* _What is expected_:
Each entry must be given again exactly; images do not belong in the copy.

* _Data shown_:
+ + + +
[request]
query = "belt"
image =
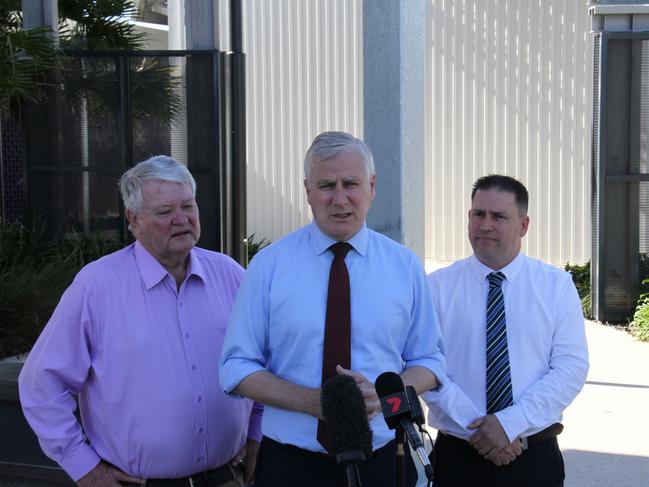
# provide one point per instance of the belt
(548, 433)
(209, 478)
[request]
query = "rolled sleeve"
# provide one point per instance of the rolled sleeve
(424, 344)
(50, 380)
(245, 344)
(80, 461)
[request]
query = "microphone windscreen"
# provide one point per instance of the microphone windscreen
(394, 402)
(388, 383)
(345, 415)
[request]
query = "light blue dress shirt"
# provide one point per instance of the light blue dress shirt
(278, 320)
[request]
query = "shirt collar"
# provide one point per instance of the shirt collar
(153, 272)
(511, 270)
(321, 242)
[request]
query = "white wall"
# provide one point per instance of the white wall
(509, 91)
(304, 76)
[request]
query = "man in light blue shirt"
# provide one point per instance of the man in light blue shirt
(273, 349)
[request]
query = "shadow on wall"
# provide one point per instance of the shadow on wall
(274, 211)
(597, 469)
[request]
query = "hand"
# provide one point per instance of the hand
(248, 457)
(507, 454)
(490, 435)
(105, 475)
(372, 403)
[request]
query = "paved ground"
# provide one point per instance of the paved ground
(606, 436)
(606, 439)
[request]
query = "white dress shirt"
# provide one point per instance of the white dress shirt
(546, 340)
(278, 321)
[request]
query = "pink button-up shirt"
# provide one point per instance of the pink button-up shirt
(142, 357)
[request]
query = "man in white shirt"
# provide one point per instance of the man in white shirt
(515, 347)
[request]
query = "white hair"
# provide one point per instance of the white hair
(162, 168)
(328, 145)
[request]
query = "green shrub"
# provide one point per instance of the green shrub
(581, 277)
(640, 324)
(34, 273)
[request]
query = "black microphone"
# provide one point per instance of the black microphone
(345, 415)
(397, 412)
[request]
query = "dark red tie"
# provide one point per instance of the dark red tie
(338, 322)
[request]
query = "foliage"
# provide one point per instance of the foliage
(27, 57)
(98, 24)
(581, 277)
(90, 82)
(640, 324)
(254, 247)
(34, 273)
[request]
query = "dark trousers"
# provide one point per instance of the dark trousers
(458, 464)
(281, 465)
+ + + +
* _Response for this exercise_:
[request]
query = "belt"
image =
# provide one point per instance of the belt
(548, 433)
(209, 478)
[request]
query = "rolled sleeve"
# provide one point per instance of the rolled sleeve
(424, 344)
(50, 380)
(245, 344)
(80, 461)
[request]
query = "microphone windscreen"
# provide one point per instance of the microphone windscreen
(394, 402)
(388, 383)
(345, 415)
[request]
query = "light blue dress shirt"
# provide one point per instance of the light blue dress shirt
(278, 320)
[request]
query = "shirt collar"
# provide one point per instance of the shirt collar
(153, 272)
(511, 270)
(321, 242)
[request]
query = "white wall"
# provide one point per instance of the white wall
(509, 91)
(304, 76)
[request]
query = "man in light blue shirt"
# provide one point per instance of the man in light blue shirt
(273, 349)
[request]
query = "shadow on wall"
# provide one point per instance of the shadow on wall
(274, 211)
(597, 469)
[request]
query = "hand"
# provide one point per instance of the hand
(248, 457)
(507, 454)
(490, 435)
(105, 475)
(372, 403)
[request]
query = "paved ground"
# provide one point per instance of the paved ground
(606, 436)
(606, 439)
[request]
query = "white dress shirt"
# provide one point per instance of the white dress shirt
(546, 340)
(278, 321)
[request]
query = "pink button-up shirt"
# provide one point per instance of the pink button-up shirt
(142, 357)
[request]
query = "man in white shirt"
# provide one point per instance of the man in white shirt
(515, 347)
[request]
query = "white hair"
# provide one point per instance of the white hair
(162, 168)
(328, 145)
[request]
query = "green shrub"
# provide one point per instance of the green shrub
(581, 277)
(640, 324)
(34, 273)
[request]
query = "black microphone"
# provide one point per instance of the black microphone
(345, 415)
(397, 412)
[request]
query = "dark red tie"
# provide one point per instance of the dark red tie
(338, 322)
[request]
query = "foliage"
# provide one point per instance of the foliage
(27, 57)
(98, 24)
(581, 277)
(90, 82)
(640, 324)
(254, 247)
(34, 273)
[request]
query = "dark trousers"
# provide one point per instance of the dark trousers
(458, 464)
(281, 465)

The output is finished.